* **WHAT YOU NEED TO DO**:
Answer these from the post below on mining-unit temperature and the metric system:
(a) What does the post say "37.0C" means?
(b) How many grams does the post say are in an ounce?
(c) Besides the USA and its territories, which two countries does the post name as not yet using Celsius?

* **TEXT EXCERPT**:
··········

Out of curiosity, have you tried switching to 270? I almost feel like mine ran better at 270 than 290. I will test soon and report back, as well as just leaving it with the default clock.
edit: What does the 37.0C mean? I have 39.
RKM 0: 39.0C | 32.70/32.59/32.92Gh/s | A:381 R:1+0(.26%) HW:0/none
lol... Thank you for making my evening, Captain America! 37.0C means the unit is running at 37.0 degrees celcius. It's the temperature of the device at the current moment, provided conveniently in the metric temperature scale currently used by every single country in the world with the exception of the USA, the American Samoas, the US Virgin Islands (excluding Puerto Rico, where they also use celcius, and Guam, where the locals use celcius yet they also have to include Fahrenheit everywhere due to the large 'merican military/civilian presence there), along with Myanmar and Liberia. Should note that Liberia has been in the process of changing everything over to the metric system for I think about 3 years now, and Myanmar announced beginning the process to switch last year, which means soon the USA will be the only one that still refuses to adopt the most accurate (and easiest to learn) system for measuring anything in the world. In celcius (C), water boils at 100C and freezes at 0C.
It's what all the American doctors, pharmacists, astronauts, high detail or precision manufacturers, biologists, chemist, and even drug dealers use. They can't break down a pack to be 28 perfectly even packages on a scale measuring ounces. Also I'd sound like a cunt asking someone if they've got 1/28th of an ounce of weed I can grab. 28 grams in an ounce. You can get gram scales that go to several decimals, even. You can't break an ounce down into individual gram-sized decimals... Can you imagine telling someone you need 0.035274 ounces of anything? Also... pharmaceuticals are all in milligrams... Beyond even possible to think about measuring that in ounces or pounds. I always wondered why America won't let go of the old, confusing British method of measurement, especially during and after they fought a war against each other.
P.S. No hard feelings... Just your post gave me a laugh. I'm assuming you understand what the metric system is, and may or may not use it yourself, but probably thought the number was indicative to something else. Some friends were watching hockey on TV a few months back, I arrived and I don't watch hockey. Then, I noticed that a period is almost done and asked one of them how many periods there were, I thought maybe four. To quote Georges St-Pierre, they were "not impressed".

··········

* **DATASET RECORDS**:

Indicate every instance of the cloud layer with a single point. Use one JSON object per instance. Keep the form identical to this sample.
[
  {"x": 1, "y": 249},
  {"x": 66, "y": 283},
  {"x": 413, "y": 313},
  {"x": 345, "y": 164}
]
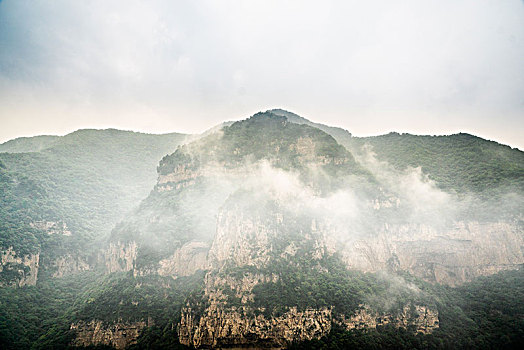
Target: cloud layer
[{"x": 431, "y": 67}]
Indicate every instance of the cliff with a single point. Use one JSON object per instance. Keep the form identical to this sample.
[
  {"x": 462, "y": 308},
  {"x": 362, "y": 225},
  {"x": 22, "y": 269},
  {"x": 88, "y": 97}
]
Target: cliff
[{"x": 450, "y": 256}]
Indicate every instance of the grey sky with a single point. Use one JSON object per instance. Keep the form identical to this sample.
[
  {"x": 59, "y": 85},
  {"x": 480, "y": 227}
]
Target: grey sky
[{"x": 426, "y": 67}]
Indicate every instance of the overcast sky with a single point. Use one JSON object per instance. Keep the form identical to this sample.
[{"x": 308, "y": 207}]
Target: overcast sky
[{"x": 425, "y": 67}]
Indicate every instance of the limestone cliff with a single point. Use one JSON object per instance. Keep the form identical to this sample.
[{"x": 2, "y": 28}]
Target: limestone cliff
[
  {"x": 68, "y": 265},
  {"x": 449, "y": 256},
  {"x": 121, "y": 256},
  {"x": 19, "y": 270}
]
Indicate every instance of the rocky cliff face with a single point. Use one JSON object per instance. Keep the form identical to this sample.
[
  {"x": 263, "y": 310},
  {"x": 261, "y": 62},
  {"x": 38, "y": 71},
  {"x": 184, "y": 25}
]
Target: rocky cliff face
[
  {"x": 449, "y": 256},
  {"x": 121, "y": 256},
  {"x": 118, "y": 335},
  {"x": 421, "y": 318},
  {"x": 17, "y": 270}
]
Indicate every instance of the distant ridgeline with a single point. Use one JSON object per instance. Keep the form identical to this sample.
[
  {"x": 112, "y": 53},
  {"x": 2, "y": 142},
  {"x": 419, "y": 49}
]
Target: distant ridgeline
[{"x": 270, "y": 232}]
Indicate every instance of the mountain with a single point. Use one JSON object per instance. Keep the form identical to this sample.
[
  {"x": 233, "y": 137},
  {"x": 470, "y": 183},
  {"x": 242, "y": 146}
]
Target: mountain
[
  {"x": 58, "y": 202},
  {"x": 277, "y": 232}
]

··········

* **TASK ANSWER**:
(a) The unit is running at 37.0 degrees Celsius, which is the device's current temperature.
(b) 28 grams.
(c) Myanmar and Liberia.